Exercise details — Put the lines of the records below, from the line containing "Mark one point on each instance of the green" through the line containing "pixel 138 430", both included, into a JSON list of strings with one string per line and blank lines omitted. Include no other lines.

Begin

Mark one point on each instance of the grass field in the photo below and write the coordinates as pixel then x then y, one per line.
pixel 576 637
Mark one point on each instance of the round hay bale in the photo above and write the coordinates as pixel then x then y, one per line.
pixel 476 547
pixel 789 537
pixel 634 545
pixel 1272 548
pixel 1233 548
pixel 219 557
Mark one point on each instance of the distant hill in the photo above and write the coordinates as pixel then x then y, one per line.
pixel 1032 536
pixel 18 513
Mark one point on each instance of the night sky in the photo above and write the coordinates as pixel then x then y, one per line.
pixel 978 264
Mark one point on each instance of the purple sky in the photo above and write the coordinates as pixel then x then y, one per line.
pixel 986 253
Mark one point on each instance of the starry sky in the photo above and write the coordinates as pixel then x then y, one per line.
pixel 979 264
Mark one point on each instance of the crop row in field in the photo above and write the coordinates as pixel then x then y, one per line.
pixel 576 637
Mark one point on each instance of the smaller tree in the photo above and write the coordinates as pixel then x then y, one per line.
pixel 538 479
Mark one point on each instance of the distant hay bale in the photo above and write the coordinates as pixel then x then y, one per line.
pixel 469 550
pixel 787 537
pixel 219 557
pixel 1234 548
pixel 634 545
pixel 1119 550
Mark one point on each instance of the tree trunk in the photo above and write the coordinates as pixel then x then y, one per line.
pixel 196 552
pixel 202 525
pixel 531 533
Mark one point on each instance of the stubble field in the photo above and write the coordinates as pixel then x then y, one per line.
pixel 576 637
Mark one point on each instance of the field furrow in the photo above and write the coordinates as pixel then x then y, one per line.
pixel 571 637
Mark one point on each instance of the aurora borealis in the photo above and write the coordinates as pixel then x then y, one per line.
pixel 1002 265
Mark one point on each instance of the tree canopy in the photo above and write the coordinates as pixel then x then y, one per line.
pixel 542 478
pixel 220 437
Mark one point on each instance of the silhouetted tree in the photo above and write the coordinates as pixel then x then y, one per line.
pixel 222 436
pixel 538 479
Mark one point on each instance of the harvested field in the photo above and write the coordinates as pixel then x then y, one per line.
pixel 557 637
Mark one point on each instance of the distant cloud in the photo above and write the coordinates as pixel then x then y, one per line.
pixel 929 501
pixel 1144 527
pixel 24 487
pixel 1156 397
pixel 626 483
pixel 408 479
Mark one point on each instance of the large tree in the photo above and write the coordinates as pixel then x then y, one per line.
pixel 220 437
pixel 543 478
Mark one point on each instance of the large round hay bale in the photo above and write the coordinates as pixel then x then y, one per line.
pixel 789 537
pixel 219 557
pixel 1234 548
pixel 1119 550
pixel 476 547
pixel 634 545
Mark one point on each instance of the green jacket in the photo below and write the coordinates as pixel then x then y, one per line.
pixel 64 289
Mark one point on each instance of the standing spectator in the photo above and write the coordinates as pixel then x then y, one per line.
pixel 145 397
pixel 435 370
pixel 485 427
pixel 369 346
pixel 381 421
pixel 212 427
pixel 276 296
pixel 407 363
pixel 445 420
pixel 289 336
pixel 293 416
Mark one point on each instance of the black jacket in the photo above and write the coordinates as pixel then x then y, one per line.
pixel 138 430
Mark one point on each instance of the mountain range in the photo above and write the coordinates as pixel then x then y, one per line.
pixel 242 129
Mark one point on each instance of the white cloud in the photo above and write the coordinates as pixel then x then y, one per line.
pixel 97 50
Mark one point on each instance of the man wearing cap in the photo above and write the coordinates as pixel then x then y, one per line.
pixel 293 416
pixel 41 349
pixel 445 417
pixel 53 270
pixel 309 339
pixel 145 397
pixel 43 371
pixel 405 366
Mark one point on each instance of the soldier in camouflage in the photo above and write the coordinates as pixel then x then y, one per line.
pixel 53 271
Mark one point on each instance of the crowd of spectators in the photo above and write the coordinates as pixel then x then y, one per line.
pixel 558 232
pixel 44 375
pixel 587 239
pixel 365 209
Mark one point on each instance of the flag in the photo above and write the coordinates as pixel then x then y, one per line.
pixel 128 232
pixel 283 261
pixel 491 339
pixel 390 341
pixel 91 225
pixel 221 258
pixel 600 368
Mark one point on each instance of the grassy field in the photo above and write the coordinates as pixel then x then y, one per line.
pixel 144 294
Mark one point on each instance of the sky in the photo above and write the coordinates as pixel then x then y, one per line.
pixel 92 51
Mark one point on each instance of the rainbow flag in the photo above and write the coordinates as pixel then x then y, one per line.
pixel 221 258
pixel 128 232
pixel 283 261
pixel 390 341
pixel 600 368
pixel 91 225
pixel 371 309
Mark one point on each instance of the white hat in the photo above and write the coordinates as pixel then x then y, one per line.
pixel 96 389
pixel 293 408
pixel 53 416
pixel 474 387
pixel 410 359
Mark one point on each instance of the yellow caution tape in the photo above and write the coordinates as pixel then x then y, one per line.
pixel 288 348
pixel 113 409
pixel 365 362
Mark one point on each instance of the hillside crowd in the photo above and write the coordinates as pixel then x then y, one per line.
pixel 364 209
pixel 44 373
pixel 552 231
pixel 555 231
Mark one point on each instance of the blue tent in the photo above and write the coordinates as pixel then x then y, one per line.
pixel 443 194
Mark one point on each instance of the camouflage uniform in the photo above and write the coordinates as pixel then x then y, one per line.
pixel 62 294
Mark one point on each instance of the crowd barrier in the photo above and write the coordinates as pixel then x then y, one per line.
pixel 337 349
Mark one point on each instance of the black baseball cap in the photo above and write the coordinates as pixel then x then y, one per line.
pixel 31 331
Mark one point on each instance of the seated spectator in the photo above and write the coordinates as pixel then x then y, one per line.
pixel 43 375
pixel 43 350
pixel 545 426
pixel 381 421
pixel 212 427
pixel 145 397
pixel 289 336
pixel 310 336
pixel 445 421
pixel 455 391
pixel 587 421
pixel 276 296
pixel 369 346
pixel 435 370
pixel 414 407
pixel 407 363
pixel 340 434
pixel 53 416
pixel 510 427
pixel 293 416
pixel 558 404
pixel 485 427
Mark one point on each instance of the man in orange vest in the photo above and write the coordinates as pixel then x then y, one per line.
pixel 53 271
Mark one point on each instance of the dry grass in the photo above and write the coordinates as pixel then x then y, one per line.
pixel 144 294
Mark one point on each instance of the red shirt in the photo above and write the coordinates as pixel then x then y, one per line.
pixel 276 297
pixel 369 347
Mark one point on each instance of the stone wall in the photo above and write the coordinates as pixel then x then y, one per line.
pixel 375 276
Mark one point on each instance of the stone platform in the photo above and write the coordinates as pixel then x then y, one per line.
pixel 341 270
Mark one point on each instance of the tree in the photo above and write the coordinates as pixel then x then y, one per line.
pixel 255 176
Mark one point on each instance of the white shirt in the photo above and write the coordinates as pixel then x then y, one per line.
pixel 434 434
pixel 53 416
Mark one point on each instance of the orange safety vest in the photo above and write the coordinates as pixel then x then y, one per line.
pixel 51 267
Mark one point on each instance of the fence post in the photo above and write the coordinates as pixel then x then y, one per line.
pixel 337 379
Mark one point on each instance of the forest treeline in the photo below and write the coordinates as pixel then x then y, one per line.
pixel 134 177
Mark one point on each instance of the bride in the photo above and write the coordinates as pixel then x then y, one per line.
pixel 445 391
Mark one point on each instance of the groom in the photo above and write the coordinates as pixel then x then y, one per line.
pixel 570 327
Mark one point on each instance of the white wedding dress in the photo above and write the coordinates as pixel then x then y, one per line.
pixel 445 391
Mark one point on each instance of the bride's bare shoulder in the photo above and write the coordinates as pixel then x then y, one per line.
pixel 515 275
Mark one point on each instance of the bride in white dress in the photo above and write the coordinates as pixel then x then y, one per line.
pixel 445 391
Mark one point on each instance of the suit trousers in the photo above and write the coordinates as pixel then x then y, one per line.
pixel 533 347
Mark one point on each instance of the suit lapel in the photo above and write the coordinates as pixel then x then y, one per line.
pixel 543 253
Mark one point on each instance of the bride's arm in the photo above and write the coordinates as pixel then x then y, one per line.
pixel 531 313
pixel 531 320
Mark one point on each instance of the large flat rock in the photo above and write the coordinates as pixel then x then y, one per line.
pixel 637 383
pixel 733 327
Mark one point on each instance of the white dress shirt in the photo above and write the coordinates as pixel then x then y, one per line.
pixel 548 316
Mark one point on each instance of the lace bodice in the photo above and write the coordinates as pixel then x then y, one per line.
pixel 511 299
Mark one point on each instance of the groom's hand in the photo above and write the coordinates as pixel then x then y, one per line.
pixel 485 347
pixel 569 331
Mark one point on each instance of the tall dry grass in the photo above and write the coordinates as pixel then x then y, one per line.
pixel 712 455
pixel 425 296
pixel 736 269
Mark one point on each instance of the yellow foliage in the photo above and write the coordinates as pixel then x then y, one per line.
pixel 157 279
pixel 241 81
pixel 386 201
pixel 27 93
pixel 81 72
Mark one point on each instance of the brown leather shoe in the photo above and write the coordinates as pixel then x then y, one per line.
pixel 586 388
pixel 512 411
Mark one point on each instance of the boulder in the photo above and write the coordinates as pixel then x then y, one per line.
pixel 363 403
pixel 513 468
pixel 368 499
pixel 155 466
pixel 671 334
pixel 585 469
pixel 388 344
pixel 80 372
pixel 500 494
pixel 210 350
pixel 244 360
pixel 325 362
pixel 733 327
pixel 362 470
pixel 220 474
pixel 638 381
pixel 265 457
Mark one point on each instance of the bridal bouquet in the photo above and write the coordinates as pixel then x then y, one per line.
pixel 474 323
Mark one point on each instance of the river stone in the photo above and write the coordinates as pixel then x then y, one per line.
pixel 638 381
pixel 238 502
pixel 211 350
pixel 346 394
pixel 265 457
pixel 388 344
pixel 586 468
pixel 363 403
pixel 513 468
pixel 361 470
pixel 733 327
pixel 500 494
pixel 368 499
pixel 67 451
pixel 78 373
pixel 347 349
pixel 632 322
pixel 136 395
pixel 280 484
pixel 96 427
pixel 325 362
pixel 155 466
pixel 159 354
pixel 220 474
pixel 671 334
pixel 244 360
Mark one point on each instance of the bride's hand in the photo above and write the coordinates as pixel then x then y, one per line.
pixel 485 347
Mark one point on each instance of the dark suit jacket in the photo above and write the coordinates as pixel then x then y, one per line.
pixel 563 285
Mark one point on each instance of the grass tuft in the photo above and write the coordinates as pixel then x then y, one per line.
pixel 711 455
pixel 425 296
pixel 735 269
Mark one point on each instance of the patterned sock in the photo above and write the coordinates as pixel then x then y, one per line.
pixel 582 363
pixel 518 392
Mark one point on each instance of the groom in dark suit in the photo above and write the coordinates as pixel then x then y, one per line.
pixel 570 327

End

Result of the exercise —
[
  "Mark one point on each instance of the green jacket in the photo below and write the coordinates as pixel then x then y, one per line.",
  "pixel 64 289",
  "Mark one point on each instance of the standing spectator in the photo above and write the coordinates as pixel then x then y, one per line.",
  "pixel 145 397",
  "pixel 435 370",
  "pixel 485 427",
  "pixel 369 346",
  "pixel 381 421",
  "pixel 212 427",
  "pixel 276 296",
  "pixel 407 363",
  "pixel 445 420",
  "pixel 289 336",
  "pixel 293 416",
  "Mark one point on each instance of the black jacket in the photo above and write the coordinates as pixel then x then y, one per line.",
  "pixel 138 430"
]